* **Consigne écrite a**:
Reproduisez à l'identique les lignes des enregistrements, en commençant par celle qui contient « Expected: one point per instance of the arched » et en terminant à la fin des enregistrements.

* **Texte fourni**:
De quelle meilleure manière que par une étape à Varanasi pouvions-nous conclure notre périple indien ? Sans doute aucune !

D’abord parce que la cité, l’une des plus anciennes au monde, renferme des scènes auxquelles, quelque part, il faut être préparé, puis parce qu’il y est question de la fin - à travers la mort, la réincarnation - et la symbolique est ainsi toute trouvée. 

Allez, direction l’ancienne Benarès, donc, que l’on atteindra au terme d’un vrai petit pèlerinage ! Au programme : deux trains, un bus, et deux nuits de transit. Agra (encore !), puis Lucknow. Nous quitterons cette dernière à 10h le matin, pour une journée que nous pensions ne jamais terminer... Mais voilà, après 9 heures consécutives au fond du même bus bondé, nous doublons une camionnette sur le toit de laquelle semble être posé un corps, recouvert d’un linceul coloré et de fleurs, attaché à une civière de bambou. Pas de doute, la cité sacrée n’est plus très loin.

Car Varanasi c’est d’abord la mort, à travers le Gange. Pour la petite histoire, le fleuve serait sorti de l’orteil de Vishnou, et heureusement arrêté dans sa course folle par Shiva, qui l’emprisonna dans sa chevelure avant de le faire descendre sur terre au compte-goutte, pour éviter tout raz-de-marée. Au passage, les eaux viendront purifier les cendres des 60000 fils du roi Sagara, brûlés par un éclair de colère du sage Kapila... Et ainsi tout s’explique !

* **Enregistrements extraits**:
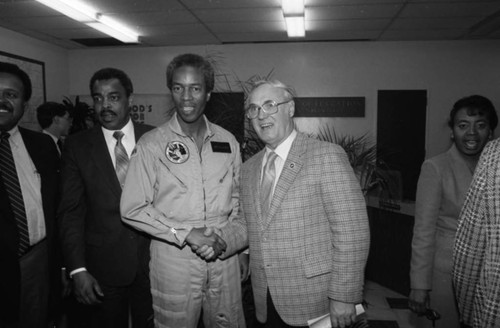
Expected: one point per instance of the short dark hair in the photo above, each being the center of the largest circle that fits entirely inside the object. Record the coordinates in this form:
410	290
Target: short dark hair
46	112
109	73
475	105
16	71
195	61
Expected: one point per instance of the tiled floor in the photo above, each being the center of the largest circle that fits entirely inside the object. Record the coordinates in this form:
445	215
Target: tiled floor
378	309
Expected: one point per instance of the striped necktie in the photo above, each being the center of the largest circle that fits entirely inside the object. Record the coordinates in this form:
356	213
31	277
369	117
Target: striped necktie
13	188
266	187
121	158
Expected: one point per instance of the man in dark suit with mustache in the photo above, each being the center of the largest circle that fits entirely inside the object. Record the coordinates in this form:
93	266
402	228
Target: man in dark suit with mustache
28	194
107	260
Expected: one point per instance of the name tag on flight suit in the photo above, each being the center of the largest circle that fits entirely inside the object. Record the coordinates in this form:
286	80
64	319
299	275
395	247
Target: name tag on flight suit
221	147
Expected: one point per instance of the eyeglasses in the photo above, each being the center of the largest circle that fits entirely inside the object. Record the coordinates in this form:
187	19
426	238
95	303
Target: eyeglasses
269	107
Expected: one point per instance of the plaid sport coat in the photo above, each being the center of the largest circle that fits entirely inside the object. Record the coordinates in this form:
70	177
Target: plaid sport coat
313	245
476	269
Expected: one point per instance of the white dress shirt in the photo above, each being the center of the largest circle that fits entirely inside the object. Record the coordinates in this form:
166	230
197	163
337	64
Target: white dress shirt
31	186
282	151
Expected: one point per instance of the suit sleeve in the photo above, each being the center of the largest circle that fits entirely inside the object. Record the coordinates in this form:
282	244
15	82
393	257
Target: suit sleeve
470	242
72	210
235	232
137	201
345	208
428	202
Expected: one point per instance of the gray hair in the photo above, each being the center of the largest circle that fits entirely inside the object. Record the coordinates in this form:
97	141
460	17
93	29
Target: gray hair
289	90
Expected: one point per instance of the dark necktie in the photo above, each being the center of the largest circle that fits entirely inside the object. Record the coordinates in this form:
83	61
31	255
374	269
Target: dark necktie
13	188
266	187
59	145
121	157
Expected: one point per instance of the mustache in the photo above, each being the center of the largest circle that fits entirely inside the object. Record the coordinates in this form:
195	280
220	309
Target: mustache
107	112
6	106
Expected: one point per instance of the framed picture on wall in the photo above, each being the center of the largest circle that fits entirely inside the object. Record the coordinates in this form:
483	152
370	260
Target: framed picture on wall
36	71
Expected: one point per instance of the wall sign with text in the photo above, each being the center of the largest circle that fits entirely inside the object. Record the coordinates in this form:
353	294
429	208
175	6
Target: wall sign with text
330	107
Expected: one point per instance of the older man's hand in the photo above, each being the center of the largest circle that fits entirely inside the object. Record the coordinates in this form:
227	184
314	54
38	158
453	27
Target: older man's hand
206	243
342	314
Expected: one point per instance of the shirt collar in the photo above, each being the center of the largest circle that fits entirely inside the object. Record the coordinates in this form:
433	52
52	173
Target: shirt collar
51	135
284	148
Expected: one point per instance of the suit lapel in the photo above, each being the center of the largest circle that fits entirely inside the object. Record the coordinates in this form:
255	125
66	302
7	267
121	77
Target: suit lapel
291	168
102	159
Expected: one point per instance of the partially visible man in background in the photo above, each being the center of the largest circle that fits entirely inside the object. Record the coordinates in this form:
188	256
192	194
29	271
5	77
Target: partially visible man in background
29	169
55	121
476	256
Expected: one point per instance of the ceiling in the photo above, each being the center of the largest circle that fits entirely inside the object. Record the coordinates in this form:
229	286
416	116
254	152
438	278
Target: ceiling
202	22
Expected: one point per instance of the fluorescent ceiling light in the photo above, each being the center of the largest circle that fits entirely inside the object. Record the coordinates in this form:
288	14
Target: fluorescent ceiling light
81	12
292	7
295	26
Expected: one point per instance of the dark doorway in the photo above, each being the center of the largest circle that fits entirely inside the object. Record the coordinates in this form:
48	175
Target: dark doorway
401	134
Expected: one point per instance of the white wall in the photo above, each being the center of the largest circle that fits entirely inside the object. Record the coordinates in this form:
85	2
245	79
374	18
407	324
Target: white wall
447	70
55	59
56	67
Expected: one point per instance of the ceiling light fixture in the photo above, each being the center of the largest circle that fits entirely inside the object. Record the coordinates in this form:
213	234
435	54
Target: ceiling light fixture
83	13
293	11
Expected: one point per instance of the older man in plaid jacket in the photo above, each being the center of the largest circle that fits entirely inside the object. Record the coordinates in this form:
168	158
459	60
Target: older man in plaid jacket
309	236
476	272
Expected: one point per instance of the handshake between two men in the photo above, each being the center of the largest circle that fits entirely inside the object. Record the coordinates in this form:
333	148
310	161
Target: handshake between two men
206	243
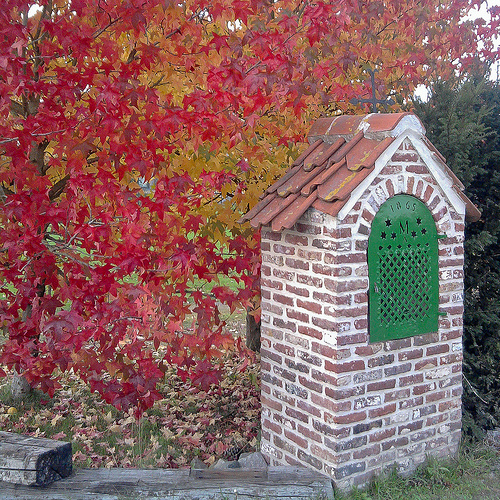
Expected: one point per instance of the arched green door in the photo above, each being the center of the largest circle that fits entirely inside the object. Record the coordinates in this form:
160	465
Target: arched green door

* **Consigne écrite b**:
Renvoyez mot pour mot le passage du texte sur Varanasi commençant par « Allez, direction l’ancienne » et se terminant par « plus très loin. ».

* **Solution de la tâche a**:
Expected: one point per instance of the arched green door in the photo above, each being the center of the largest circle that fits entirely inside the object. Record the coordinates in this form:
160	465
Target: arched green door

* **Solution de la tâche b**:
Allez, direction l’ancienne Benarès, donc, que l’on atteindra au terme d’un vrai petit pèlerinage ! Au programme : deux trains, un bus, et deux nuits de transit. Agra (encore !), puis Lucknow. Nous quitterons cette dernière à 10h le matin, pour une journée que nous pensions ne jamais terminer... Mais voilà, après 9 heures consécutives au fond du même bus bondé, nous doublons une camionnette sur le toit de laquelle semble être posé un corps, recouvert d’un linceul coloré et de fleurs, attaché à une civière de bambou. Pas de doute, la cité sacrée n’est plus très loin.